*SET PROBLEM*: Collect each line of the records that contains the word "slow" and copy it out unchanged.

*RECORDS SHOWN*:
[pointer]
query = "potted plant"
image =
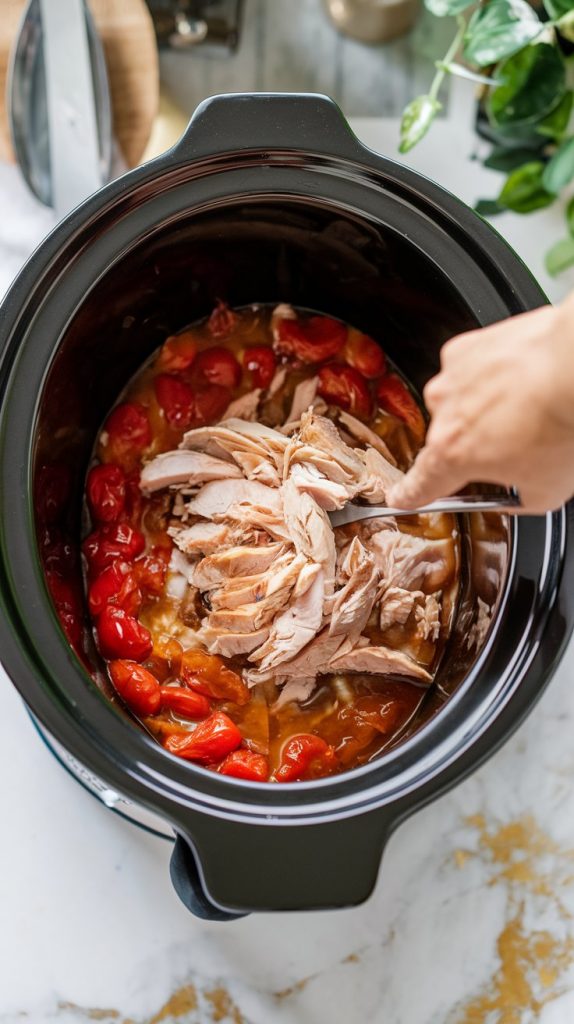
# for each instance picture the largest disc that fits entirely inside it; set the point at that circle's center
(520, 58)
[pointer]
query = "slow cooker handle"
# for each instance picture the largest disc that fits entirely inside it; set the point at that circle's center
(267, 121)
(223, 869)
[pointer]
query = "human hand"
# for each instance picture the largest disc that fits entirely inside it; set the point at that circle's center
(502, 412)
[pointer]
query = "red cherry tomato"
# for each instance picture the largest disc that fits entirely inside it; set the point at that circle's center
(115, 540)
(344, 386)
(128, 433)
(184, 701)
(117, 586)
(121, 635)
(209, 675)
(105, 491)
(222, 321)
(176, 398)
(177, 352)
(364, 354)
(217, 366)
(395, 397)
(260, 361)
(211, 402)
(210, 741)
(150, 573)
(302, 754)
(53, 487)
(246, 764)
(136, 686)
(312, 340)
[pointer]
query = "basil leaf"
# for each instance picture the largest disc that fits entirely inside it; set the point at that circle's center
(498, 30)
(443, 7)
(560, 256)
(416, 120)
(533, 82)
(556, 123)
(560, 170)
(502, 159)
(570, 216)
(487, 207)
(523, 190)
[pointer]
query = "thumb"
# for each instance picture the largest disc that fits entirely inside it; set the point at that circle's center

* * *

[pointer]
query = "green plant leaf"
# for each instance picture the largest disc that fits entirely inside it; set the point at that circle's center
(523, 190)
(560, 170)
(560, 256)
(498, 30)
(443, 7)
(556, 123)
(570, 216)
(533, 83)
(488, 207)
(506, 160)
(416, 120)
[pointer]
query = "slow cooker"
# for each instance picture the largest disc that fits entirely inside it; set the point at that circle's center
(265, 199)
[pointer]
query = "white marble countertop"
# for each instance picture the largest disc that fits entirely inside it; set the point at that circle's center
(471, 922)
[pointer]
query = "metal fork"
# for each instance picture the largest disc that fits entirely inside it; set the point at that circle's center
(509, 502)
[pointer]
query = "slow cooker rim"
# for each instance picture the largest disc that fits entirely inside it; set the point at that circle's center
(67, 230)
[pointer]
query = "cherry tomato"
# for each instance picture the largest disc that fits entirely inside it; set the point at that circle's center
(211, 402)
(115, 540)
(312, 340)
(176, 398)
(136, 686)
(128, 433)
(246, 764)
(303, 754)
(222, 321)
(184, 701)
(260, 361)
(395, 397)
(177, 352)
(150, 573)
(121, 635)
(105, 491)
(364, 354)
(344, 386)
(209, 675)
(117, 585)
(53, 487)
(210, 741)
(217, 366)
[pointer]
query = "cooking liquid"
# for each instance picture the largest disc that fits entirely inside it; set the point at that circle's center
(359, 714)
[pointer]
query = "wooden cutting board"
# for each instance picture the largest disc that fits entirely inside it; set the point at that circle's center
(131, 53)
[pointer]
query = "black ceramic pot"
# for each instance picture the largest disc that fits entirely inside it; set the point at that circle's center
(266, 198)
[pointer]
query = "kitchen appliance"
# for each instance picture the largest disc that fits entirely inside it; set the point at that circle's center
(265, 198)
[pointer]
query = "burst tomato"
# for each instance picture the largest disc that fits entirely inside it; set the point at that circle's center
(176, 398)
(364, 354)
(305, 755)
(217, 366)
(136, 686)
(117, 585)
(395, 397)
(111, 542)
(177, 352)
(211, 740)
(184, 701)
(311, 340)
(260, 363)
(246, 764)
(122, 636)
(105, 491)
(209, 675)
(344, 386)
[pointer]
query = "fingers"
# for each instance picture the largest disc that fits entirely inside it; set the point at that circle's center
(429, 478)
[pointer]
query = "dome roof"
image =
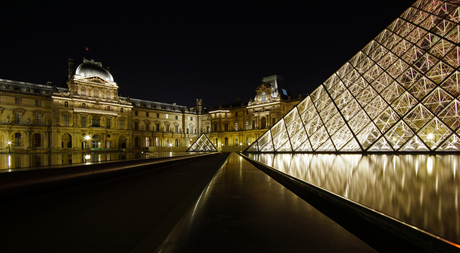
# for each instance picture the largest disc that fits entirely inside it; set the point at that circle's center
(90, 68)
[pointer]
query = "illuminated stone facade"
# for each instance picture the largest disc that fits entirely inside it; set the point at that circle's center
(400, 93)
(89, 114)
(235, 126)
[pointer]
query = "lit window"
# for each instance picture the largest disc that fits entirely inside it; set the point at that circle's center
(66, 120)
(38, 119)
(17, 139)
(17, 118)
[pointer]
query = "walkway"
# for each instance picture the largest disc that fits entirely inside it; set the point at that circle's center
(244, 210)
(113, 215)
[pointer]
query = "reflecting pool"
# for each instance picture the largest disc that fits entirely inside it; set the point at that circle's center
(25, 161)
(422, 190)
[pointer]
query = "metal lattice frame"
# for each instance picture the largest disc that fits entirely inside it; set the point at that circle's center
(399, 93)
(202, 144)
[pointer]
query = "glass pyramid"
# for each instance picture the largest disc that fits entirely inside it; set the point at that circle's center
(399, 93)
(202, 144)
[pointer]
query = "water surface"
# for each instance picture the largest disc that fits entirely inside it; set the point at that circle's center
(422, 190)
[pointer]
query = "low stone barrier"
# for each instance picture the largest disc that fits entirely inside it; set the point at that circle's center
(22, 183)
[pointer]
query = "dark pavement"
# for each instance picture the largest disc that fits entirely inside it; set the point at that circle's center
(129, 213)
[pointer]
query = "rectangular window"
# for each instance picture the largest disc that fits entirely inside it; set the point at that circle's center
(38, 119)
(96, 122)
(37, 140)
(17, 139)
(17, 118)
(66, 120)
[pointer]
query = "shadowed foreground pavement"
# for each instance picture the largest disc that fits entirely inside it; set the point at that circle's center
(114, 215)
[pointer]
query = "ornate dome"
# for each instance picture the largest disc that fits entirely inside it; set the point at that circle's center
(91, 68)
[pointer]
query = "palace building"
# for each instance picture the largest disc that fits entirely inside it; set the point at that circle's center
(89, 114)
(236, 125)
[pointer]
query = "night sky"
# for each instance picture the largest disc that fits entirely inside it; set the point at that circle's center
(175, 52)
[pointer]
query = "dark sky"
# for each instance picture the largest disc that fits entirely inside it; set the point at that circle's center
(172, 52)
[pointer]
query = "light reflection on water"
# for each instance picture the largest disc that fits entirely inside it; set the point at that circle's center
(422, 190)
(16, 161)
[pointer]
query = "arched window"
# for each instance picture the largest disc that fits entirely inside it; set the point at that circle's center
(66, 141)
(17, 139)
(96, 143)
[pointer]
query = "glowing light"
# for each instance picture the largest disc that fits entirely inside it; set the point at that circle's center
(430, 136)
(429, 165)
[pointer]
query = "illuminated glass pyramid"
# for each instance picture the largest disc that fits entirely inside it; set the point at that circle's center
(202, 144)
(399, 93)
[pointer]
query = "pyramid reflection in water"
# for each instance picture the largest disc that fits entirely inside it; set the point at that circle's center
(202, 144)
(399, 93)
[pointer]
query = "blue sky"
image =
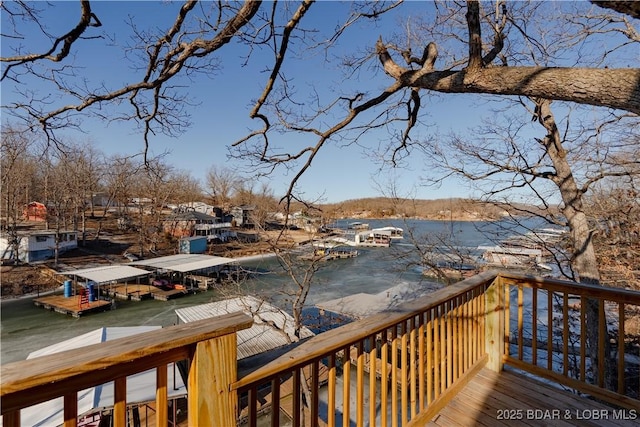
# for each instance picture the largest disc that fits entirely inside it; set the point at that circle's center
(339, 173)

==

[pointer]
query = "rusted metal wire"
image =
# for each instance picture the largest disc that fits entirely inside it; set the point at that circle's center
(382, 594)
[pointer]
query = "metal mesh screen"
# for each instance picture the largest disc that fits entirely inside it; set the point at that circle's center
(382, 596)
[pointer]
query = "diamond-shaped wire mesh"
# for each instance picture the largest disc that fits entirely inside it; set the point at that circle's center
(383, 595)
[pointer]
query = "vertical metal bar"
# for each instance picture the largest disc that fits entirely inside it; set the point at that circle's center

*RESPONSE TO THIS TASK*:
query = "slow cooker handle"
query = "slow cooker"
query = "slow cooker rim"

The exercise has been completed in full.